Só que, em agosto de 2011, atendendo à representação de mais de 50
entidades da sociedade civil, o Ministério Público do Estado de São
Paulo (MPE-SP), por meio dos promotores de Justiça Arthur Pinto Filho e
Luiz Roberto Cicogna Faggioni, da Promotoria de Justiça dos Direitos
Humanos – Área de Saúde Pública, deram entrada na Justiça de ação civil
pública contra a Lei da Dupla Porta, com pedido liminar.
O juiz Lima Porta acatou a representação do MPE-SP e concedeu a
liminar, proibindo a venda de 25% dos serviços do SUS a planos privados
de saúde. A Secretaria Estadual da Saúde de São Paulo recorreu da
decisão, mas o desembargador José Luiz Germano negou o agravo. Alguns
trechos da decisão histórica, que na próxima terça-feira será julgada.
“A saúde é um dever do Estado, que pode
ser exercida por particulares. Esse serviço público é universal, o que
significa que o Estado não pode distinguir entre pessoas com plano de
saúde e pessoas sem plano de saúde. No máximo, o que pode e deve ser
feito é a cobrança contra o plano de saúde. Para que isso ocorra já
existem leis permissivas…”
“A institucionalização do atendimento aos
clientes dos planos particulares, com reserva máxima de 25% das vagas,
nos serviços públicos ou sustentados com os recursos públicos, cria uma
anomalia que é a incompatibilização e o conflito entre o público e o
privado, com as evidentes dificuldades de controle”.
“O Estado pretende que as organizações
sociais, em determinados casos, possam agir como se fossem hospitais
particulares, mesmo sabendo-se que algumas delas operam em prédios
públicos, com servidores públicos e recursos públicos para o seu
custeio! Tudo isso para justificar a meritória iniciativa de cobrar dos
planos de saúde pelos serviços públicos prestados aos seus clientes?

### Dados fornecidos
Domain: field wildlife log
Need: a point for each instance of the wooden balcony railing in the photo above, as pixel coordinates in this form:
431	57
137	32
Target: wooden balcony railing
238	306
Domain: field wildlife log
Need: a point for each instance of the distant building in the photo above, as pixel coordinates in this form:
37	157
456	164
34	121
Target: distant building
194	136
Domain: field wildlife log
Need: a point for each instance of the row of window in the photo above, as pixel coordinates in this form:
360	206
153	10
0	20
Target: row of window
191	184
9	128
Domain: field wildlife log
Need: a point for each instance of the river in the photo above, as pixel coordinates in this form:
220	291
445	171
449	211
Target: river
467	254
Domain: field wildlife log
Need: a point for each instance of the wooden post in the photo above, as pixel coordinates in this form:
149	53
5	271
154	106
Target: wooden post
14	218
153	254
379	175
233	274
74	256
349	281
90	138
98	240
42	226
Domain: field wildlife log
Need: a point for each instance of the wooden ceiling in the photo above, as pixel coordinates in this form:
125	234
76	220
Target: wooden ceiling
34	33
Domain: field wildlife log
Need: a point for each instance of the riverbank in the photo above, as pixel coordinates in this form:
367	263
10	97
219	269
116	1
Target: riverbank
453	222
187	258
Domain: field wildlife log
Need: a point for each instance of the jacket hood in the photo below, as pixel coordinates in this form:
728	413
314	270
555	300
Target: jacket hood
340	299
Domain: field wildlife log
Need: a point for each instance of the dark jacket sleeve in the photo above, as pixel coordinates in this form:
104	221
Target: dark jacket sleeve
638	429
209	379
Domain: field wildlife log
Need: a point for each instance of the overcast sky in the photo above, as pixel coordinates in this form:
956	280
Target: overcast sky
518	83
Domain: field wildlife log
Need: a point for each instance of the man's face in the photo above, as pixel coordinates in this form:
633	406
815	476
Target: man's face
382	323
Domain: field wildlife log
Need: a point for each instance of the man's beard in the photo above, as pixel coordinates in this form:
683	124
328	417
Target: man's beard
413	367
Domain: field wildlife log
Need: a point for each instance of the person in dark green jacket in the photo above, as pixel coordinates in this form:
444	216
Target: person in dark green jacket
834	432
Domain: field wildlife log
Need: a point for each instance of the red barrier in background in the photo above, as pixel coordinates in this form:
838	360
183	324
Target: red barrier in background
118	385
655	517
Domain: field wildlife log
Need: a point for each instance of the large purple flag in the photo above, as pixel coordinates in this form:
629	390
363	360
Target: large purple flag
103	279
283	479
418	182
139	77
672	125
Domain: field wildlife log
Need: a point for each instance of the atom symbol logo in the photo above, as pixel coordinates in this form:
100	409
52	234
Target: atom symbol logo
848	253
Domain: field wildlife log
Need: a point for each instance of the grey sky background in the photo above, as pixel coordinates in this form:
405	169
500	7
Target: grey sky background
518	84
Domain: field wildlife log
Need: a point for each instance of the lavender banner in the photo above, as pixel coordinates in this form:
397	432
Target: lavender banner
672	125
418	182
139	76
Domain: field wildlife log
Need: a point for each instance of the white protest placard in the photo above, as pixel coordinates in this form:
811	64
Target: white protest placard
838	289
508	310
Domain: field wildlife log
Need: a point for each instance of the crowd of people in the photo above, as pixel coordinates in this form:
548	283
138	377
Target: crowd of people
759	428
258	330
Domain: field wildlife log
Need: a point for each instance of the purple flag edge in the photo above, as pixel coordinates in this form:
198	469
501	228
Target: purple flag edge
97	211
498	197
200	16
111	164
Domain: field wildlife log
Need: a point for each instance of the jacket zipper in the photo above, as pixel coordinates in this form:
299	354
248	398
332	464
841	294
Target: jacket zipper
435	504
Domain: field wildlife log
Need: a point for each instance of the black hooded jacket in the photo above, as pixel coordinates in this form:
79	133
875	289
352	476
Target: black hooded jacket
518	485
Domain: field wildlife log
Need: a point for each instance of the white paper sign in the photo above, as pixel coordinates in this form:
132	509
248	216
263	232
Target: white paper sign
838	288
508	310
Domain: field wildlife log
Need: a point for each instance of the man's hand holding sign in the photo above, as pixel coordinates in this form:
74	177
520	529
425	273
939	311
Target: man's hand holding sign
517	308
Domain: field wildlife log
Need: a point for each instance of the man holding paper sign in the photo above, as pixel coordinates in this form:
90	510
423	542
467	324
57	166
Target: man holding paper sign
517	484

### Tarefa a cumprir
Continue, a partir da última frase, o trecho sobre a ação civil pública contra a Lei da Dupla Porta. A listagem vem de uma fonte distinta da do trecho.

### Resposta
Porém, é difícil entender o que seria público e o que seria privado em
tal cenário. E essa confusão, do público e do privado, numa área em que
os gastos chegam aos bilhões, é especialmente perigosa, valendo apena
lembrar que as organizações sociais não se submetem à obrigatoriedade
das licitações nas suas aquisições”.
“O paciente dos planos de saúde tem a sua
rede credenciada, que não lhe cobra porque isso já está embutido nas
mensalidades. Se ele precisar da rede pública, poderá utilizá-la sem
qualquer pagamento, mas sem privilégios em relação a quem não tem plano.
A criação de reserva de vagas, no serviço público, para os pacientes de
planos de saúde, aparentemente, só serviria para dar aos clientes dos
planos a única coisa que eles não têm nos serviços públicos de saúde:
distinção, privilégio, prioridade, facilidade, conforto adicional,
mordomias ou outras coisas do gênero”.
Em tempo 1. Entre as entidades que estão contra a
Lei da Dupla Porta, figuram: Conselho Nacional de Saúde (CNS), Conselho
dos Secretários Municipais de Saúde do Estado de São Paulo (Cosems-SP),
Conselho Regional de Medicina do Estado de São Paulo (Cremesp),
Associação Brasileira de Pós-Graduação em Saúde Coletiva (Abrasco),
Associação Paulista de Saúde Pública (APSP), Centro Brasileiro de
Estudos da Saúde (Cebes), Conselho Regional de Serviço Social de São
Paulo - Cress SP, 9ª Região, Fórum das ONG Aids do Estado de São Paulo,
Grupo de Incentivo à Vida (GIV), Grupo Pela Vidda-SP, Instituto
Brasileiro de Defesa do Consumidor (Idec), Associação Nacional dos
Médicos Residentes (Instituto de Direito Sanitário Aplicado (Idisa),
Movimento de Reintegração das Pessoas Atingidas pela Hanseníase (MORHAN)
e Sindicato dos Médicos de São Paulo (Simesp).
Em tempo 2. Se os usuários de planos de saúde acham
que o problema não lhes diz respeito, pois acreditam que serão
atendidos nesses hospitais de excelência e alta complexidade, sinto
desapontá-los.
Primeiro, nem todos os planos serão aceitos. A tendência é os
contratos serem fechados com os planos melhores; os demais, ficarão a
ver navios, como já acontece nos hospitais públicos de ensino que
atendem convênios e particulares.
Segundo, hoje, vocês têm condições de arcar com os custos de um bom
plano. Mas quem garante que amanhã continuará a ter? Todos nós estamos
sujeitos às trombadas da vida, portanto pensar solidariamente hoje nos
que precisam, pode beneficiar vocês, mesmos, no futuro.